» **What you have to do**: Show every row below that contains the word "fence", matching case exactly.

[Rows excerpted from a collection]
========================
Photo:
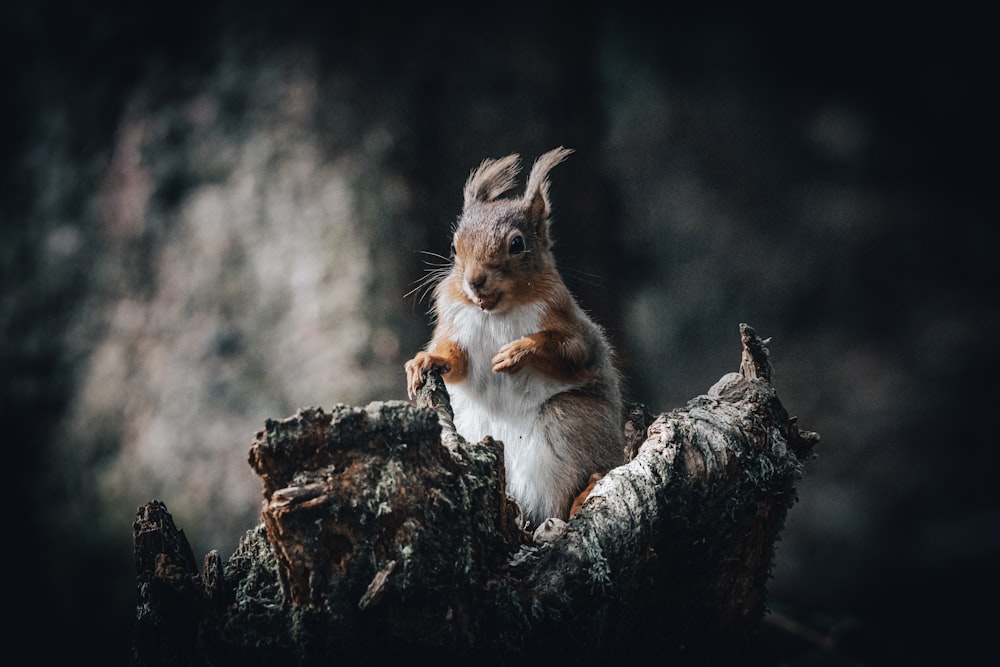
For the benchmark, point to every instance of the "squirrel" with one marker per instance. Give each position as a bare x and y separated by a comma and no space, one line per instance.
521,359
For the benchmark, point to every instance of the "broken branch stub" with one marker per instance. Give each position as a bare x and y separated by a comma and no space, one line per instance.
386,535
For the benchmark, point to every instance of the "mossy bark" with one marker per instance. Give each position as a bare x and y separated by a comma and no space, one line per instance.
385,535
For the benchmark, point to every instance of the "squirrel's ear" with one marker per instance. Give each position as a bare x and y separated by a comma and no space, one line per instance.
491,179
536,194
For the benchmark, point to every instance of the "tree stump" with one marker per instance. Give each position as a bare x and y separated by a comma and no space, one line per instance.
386,536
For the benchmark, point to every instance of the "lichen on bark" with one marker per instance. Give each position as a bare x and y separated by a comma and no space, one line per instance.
384,534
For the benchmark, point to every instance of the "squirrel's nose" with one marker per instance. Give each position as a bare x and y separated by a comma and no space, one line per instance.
477,280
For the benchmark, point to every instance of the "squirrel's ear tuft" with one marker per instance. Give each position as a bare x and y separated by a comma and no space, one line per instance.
491,179
536,194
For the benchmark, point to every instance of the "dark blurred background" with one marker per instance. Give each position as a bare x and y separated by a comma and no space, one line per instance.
212,211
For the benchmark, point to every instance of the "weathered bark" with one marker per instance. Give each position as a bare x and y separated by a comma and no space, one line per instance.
379,542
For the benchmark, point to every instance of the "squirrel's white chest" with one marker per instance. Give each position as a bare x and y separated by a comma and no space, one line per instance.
507,406
493,396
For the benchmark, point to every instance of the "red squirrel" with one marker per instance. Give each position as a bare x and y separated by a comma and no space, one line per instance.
521,360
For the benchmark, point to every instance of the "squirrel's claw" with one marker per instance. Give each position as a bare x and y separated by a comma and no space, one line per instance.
417,368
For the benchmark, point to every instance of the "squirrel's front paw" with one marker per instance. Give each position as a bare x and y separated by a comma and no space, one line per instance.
512,356
417,367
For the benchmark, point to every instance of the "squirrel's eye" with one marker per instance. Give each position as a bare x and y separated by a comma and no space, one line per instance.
517,245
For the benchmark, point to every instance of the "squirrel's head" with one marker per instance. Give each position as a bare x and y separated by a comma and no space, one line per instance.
502,248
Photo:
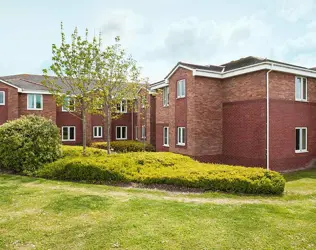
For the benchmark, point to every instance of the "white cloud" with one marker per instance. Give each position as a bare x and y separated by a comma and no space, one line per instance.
294,10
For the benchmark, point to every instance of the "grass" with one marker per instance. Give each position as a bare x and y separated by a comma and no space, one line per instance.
43,214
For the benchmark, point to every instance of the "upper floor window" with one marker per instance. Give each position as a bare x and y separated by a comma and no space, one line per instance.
301,88
301,140
165,96
97,132
121,133
34,102
68,105
181,89
122,107
2,98
166,136
68,133
181,136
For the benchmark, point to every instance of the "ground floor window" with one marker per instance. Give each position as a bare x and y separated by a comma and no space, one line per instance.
143,132
136,132
181,136
121,133
166,136
97,132
69,133
301,140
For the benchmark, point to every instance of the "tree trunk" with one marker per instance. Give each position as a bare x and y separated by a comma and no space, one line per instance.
84,132
108,129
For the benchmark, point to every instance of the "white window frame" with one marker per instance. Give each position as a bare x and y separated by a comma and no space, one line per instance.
97,132
181,88
301,97
301,150
165,136
64,109
121,128
62,133
2,103
181,132
136,132
165,96
121,109
28,104
143,132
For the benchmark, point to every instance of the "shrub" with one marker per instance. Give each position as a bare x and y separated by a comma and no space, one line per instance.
125,146
27,143
165,168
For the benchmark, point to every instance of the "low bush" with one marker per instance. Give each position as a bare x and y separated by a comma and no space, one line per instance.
27,143
164,168
125,146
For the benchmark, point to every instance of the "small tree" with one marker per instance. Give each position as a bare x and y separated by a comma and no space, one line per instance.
74,65
117,79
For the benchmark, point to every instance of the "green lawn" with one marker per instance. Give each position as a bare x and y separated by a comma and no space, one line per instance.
42,214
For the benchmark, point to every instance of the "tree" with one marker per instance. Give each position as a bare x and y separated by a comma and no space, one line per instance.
117,83
74,65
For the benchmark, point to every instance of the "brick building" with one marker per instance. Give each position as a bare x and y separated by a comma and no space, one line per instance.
212,113
219,113
24,94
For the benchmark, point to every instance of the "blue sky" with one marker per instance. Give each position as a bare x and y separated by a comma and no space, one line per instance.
160,33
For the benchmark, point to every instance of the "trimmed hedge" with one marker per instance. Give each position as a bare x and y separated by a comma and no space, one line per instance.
27,143
164,168
125,146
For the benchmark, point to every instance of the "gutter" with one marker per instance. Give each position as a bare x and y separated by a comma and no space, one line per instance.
268,118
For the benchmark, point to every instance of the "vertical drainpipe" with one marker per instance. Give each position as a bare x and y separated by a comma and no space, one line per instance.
268,119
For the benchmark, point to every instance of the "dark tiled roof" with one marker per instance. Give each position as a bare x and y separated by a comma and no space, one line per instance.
206,67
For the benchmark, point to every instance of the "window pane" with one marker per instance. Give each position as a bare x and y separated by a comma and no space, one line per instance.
304,89
1,97
38,101
30,101
297,144
304,139
123,132
65,133
118,132
71,133
298,88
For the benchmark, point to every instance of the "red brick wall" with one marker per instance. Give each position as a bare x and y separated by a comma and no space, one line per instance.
49,107
244,133
12,102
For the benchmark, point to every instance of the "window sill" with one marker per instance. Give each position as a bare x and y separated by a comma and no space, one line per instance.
301,151
34,109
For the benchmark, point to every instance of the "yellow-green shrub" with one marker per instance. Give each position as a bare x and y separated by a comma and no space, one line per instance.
165,168
125,146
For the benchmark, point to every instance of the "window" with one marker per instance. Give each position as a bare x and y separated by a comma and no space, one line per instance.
69,133
69,105
165,96
301,140
34,102
181,89
97,132
143,132
181,136
166,136
301,88
121,133
2,98
122,107
136,132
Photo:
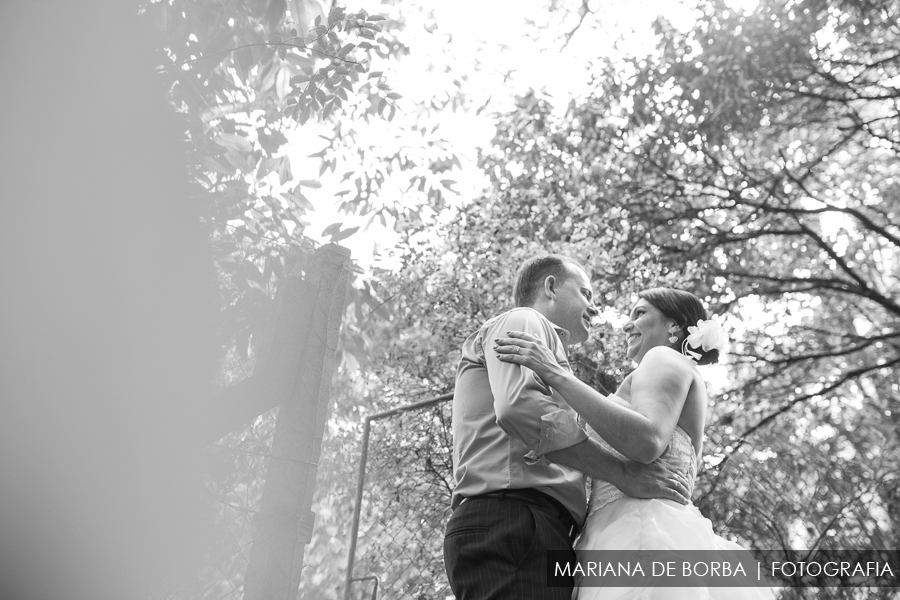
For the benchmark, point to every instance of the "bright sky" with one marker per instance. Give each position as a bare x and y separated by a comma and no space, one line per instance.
502,55
493,45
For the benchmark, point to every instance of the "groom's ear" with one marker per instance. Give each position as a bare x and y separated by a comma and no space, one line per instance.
550,286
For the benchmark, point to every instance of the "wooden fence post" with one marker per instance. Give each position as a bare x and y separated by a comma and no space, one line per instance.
284,522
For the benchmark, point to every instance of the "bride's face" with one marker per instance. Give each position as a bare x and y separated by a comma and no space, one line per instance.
647,328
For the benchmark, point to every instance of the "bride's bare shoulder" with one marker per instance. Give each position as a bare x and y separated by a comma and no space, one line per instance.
624,389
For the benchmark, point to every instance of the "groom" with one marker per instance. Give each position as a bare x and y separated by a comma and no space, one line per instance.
519,453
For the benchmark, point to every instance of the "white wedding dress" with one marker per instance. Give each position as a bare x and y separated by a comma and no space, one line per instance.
619,522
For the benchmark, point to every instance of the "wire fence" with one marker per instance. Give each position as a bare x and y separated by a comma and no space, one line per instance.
769,495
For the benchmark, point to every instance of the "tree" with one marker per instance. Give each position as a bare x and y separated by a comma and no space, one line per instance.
752,160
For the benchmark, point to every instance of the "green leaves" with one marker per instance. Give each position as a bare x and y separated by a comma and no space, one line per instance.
336,234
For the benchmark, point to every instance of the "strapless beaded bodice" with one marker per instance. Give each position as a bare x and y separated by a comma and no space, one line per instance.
680,457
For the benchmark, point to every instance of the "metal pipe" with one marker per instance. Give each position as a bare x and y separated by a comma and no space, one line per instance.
361,480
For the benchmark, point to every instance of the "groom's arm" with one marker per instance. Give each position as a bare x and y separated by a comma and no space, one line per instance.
654,480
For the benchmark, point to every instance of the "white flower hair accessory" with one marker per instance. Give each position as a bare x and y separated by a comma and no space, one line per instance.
706,335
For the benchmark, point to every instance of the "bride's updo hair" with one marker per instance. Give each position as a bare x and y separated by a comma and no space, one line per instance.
685,309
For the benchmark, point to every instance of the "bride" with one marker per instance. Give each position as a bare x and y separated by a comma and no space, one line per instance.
657,414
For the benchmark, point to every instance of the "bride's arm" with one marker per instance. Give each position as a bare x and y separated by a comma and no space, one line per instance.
659,387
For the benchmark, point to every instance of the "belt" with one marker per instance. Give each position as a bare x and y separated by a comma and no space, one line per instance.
538,498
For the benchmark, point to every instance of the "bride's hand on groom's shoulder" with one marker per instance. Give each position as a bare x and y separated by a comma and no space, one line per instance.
655,480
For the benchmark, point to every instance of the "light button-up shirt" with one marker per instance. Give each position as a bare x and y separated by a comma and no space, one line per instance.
505,418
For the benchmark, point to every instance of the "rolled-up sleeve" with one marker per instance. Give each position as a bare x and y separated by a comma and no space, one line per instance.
525,406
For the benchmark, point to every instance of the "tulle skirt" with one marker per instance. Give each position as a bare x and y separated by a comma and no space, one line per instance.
638,524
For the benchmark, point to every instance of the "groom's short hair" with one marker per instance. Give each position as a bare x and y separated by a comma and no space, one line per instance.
531,275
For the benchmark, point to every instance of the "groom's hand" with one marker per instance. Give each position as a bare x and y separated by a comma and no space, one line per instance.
654,480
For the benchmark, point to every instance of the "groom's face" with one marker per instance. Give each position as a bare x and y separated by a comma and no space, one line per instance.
573,305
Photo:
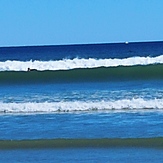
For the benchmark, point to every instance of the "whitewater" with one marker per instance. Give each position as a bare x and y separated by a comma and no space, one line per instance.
71,106
67,64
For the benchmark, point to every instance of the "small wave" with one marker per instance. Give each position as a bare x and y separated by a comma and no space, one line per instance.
67,64
119,105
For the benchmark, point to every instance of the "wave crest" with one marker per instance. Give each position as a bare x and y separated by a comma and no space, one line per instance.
67,64
119,105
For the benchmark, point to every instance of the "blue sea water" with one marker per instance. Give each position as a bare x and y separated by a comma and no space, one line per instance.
92,91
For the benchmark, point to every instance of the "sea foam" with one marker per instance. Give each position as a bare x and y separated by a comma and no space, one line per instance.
119,105
67,64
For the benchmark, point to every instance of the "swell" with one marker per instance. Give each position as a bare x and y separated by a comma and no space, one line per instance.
82,143
101,74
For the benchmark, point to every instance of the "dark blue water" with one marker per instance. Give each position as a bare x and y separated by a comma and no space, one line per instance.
131,108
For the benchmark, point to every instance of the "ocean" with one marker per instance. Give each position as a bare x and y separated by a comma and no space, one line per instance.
82,103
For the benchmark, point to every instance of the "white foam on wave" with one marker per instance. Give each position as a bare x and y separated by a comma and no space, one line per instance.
133,104
67,64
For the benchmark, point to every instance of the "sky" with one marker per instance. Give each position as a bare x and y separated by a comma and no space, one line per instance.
57,22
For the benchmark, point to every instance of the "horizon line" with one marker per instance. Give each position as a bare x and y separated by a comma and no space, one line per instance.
89,43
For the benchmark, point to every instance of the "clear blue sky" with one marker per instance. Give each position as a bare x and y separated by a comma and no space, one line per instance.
44,22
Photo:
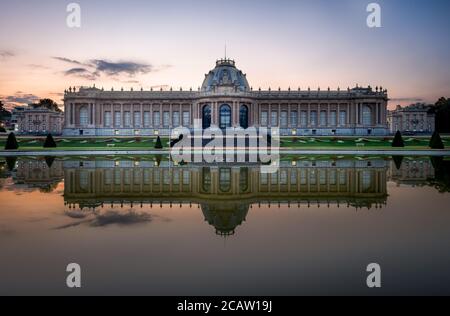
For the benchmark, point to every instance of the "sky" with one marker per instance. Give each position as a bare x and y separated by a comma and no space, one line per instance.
173,43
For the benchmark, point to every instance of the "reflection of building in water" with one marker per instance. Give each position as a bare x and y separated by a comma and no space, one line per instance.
44,174
410,172
225,193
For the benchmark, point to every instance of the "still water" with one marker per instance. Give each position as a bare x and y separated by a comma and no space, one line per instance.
146,226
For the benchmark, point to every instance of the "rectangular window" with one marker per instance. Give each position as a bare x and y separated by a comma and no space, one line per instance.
343,118
156,118
117,118
264,118
175,119
294,119
313,118
166,118
333,118
107,119
146,119
323,118
274,118
304,118
283,119
186,118
137,119
127,119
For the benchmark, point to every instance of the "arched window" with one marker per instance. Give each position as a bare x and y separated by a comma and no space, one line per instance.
84,116
225,116
206,180
225,180
206,116
366,181
243,116
367,115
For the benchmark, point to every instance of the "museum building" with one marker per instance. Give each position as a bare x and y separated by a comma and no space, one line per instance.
226,100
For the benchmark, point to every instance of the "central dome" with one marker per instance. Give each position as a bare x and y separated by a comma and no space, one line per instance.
225,74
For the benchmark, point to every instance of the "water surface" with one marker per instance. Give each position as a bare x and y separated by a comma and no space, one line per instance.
142,225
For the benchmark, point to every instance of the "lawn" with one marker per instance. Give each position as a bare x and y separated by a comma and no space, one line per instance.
90,143
355,143
148,143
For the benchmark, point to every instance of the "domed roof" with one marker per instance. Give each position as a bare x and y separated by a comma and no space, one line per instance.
225,74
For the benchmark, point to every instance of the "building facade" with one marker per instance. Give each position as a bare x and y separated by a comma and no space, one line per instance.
226,100
37,121
416,118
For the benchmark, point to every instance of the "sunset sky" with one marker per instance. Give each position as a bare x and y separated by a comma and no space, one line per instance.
282,43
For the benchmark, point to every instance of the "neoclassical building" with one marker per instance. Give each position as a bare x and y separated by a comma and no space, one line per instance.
416,118
225,100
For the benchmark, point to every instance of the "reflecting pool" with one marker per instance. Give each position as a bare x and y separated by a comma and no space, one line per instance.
144,225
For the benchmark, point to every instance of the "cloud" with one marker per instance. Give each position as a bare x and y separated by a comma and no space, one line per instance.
95,68
118,68
406,100
108,218
81,73
67,60
4,54
121,219
20,98
38,67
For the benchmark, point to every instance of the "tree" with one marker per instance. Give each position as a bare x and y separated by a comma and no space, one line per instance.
397,161
176,141
436,141
49,161
158,144
398,140
48,104
442,111
49,142
11,142
4,113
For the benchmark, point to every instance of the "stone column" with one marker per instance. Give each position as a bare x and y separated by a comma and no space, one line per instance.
308,119
121,115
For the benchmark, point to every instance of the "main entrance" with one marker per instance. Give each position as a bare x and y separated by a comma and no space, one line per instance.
225,116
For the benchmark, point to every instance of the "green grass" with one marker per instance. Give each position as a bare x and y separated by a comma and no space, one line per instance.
94,144
148,143
354,143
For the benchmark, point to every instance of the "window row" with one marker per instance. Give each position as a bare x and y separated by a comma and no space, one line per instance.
146,120
325,118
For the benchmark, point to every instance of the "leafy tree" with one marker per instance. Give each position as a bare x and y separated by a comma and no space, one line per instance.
398,140
442,111
11,163
436,141
49,142
158,144
176,141
11,142
4,113
49,161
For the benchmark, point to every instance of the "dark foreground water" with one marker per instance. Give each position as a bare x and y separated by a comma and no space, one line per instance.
========================
» **Output below**:
For the benchmark, point to every instance of the "wooden fence post" with one marker per instance. Give each position as a bare x and y separated by a comma and no space, one line per instance.
For the benchmark, point to every instance of the "wire fence" with one marker per instance. Give each position as a bare x and y separated by a comma and no space, one line per instance.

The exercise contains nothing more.